> Work instructions:
Rewrite every line of the records below, substituting "cilantro leaf" for "parsley leaf" and leaving everything else unchanged.

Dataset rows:
○ ○ ○ ○ ○

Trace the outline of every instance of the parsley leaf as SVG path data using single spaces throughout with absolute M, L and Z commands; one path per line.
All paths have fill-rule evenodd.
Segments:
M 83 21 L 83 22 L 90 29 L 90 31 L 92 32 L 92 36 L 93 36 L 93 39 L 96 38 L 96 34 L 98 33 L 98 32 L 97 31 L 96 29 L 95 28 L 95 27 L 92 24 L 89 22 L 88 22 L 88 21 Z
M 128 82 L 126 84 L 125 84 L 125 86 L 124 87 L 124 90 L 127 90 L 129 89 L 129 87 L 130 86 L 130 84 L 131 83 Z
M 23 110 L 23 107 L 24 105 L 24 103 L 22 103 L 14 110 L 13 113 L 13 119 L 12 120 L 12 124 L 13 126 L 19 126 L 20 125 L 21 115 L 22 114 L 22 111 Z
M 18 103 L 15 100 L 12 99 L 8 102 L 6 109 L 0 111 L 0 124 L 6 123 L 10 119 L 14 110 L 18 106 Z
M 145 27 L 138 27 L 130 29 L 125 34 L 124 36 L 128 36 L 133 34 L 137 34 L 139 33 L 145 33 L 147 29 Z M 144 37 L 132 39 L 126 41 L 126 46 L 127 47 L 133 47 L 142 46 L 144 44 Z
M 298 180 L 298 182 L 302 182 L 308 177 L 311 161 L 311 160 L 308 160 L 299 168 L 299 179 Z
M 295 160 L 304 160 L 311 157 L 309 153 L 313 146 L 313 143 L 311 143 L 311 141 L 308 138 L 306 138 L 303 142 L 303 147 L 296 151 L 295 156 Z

○ ○ ○ ○ ○

> In response:
Trace the outline of every instance of the cilantro leaf as SVG path data using single spaces throughout with absolute M, L and Z commands; one path per line.
All paths have fill-rule evenodd.
Segments:
M 83 21 L 83 22 L 90 29 L 90 31 L 92 32 L 92 36 L 93 36 L 93 39 L 96 38 L 96 34 L 98 33 L 98 32 L 97 31 L 96 29 L 95 28 L 95 27 L 92 24 L 89 22 L 88 22 L 88 21 Z
M 128 82 L 126 84 L 125 84 L 125 86 L 124 87 L 124 90 L 127 90 L 129 89 L 129 87 L 130 86 L 130 84 L 131 83 Z
M 23 110 L 23 107 L 24 105 L 24 103 L 22 103 L 14 110 L 13 113 L 13 119 L 12 120 L 12 124 L 13 126 L 19 126 L 20 125 L 21 115 L 22 114 L 22 111 Z
M 18 103 L 15 100 L 12 99 L 8 102 L 6 109 L 0 111 L 0 124 L 6 123 L 10 119 L 14 110 L 18 106 Z
M 145 27 L 138 27 L 130 29 L 125 34 L 124 36 L 128 36 L 133 34 L 137 34 L 139 33 L 145 33 L 147 29 Z M 144 37 L 132 39 L 126 41 L 126 46 L 127 47 L 133 47 L 142 46 L 144 44 Z
M 298 180 L 298 182 L 302 182 L 308 177 L 311 161 L 311 160 L 308 160 L 299 168 L 299 179 Z
M 295 160 L 304 160 L 311 157 L 309 153 L 313 146 L 313 143 L 311 143 L 311 141 L 308 138 L 306 138 L 303 142 L 303 147 L 296 151 L 295 156 Z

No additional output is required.